● THE REQUEST
Return the stretch of the interview with Viktor Shvets from "It’s no wonder" through "system right now?", copied word for word.

● TEXT
Authored by Valentin Schmid via The Epoch Times,
Macquarie strategist Viktor Shvets explains overcapacity, debt, and government intervention
Despite the temporary injection of confidence in the American economy brought about by the election of President Donald Trump, major structural problems continue to lurk beneath the surface. These trends, decades in the making, are so entrenched and intractable that even Trump’s boldest plans may not be able to resolve them.
For many Americans, this is the economy: rising prices for necessities, schooling, and health care; high competition for jobs that don’t pay much; negative interest rates; and the accumulation of increasing influence and power by financial institutions.
It’s no wonder so many feel disenfranchised and upset. The system of capitalism is usually given the blame for income inequality; last year, many identified with Bernie Sanders, a self-described socialist who promised that the government would be able to fix (almost) everything.
The real picture is more nuanced, according to Macquarie Group global strategist Viktor Shvets, who does not propose any easy solutions to the most difficult problems facing the United States and the world. Shvets does note, however, that under a genuine capitalist economy, many of the present imbalances would likely not have become as entrenched in the first place.
Epoch Times: Why are people so unhappy with the economic system right now?
Viktor Shvets: People want to be respected. People want to feel important. They want to feel that they are valuable contributors and useful members of society. But increasingly, most people feel that their contribution is no longer important, relevant, or valued.
We have too much overcapacity and too little labor productivity. The No. 1 problem is technology itself, which is depressing labor productivity and changing how labor inputs are valued. It’s altering how we invest, and it globalizes us much more than we’d like.

● SUPPLIED INFORMATION

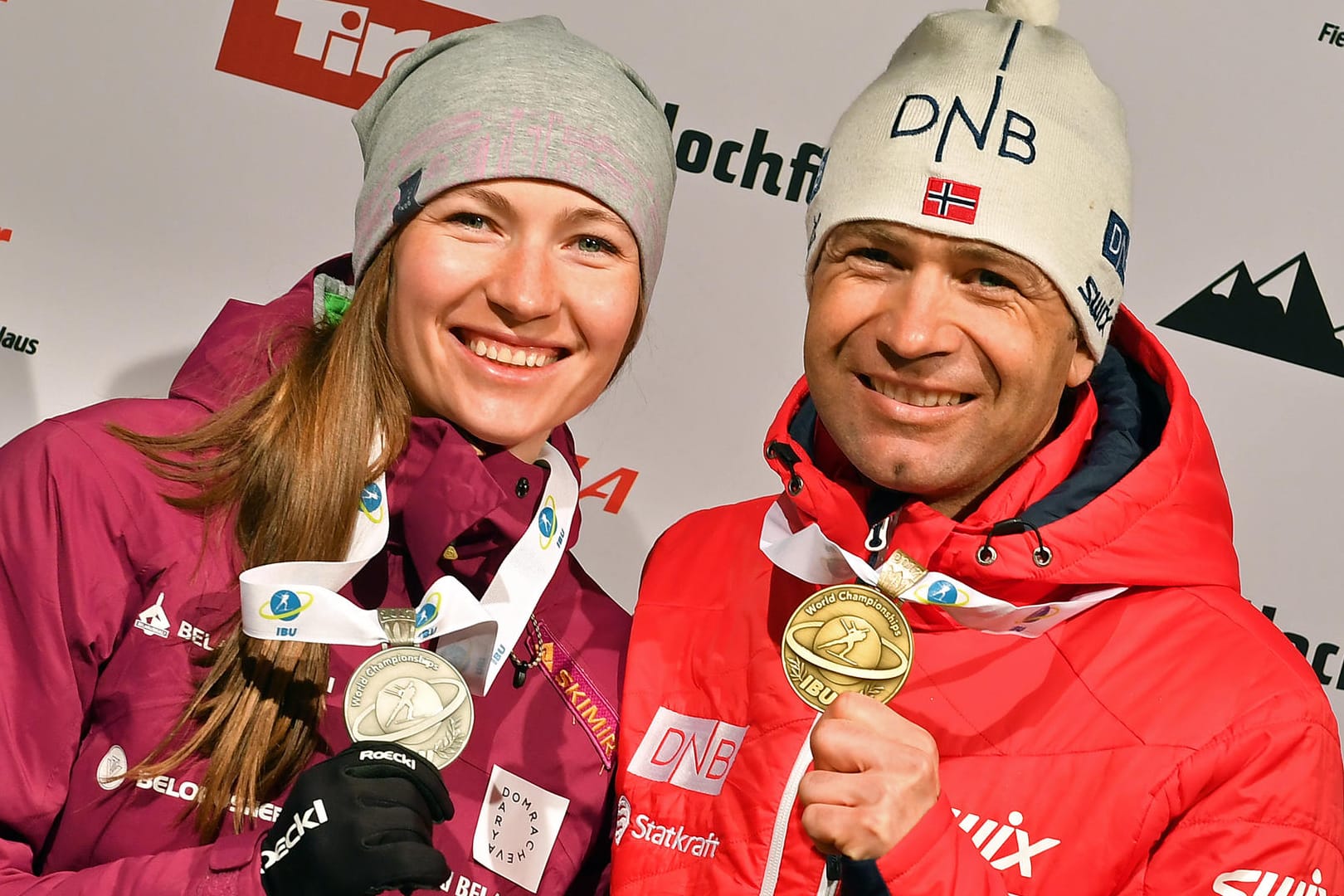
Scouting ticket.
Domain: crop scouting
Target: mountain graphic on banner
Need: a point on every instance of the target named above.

● EXPECTED ANSWER
It’s no wonder so many feel disenfranchised and upset. The system of capitalism is usually given the blame for income inequality; last year, many identified with Bernie Sanders, a self-described socialist who promised that the government would be able to fix (almost) everything.
The real picture is more nuanced, according to Macquarie Group global strategist Viktor Shvets, who does not propose any easy solutions to the most difficult problems facing the United States and the world. Shvets does note, however, that under a genuine capitalist economy, many of the present imbalances would likely not have become as entrenched in the first place.
Epoch Times: Why are people so unhappy with the economic system right now?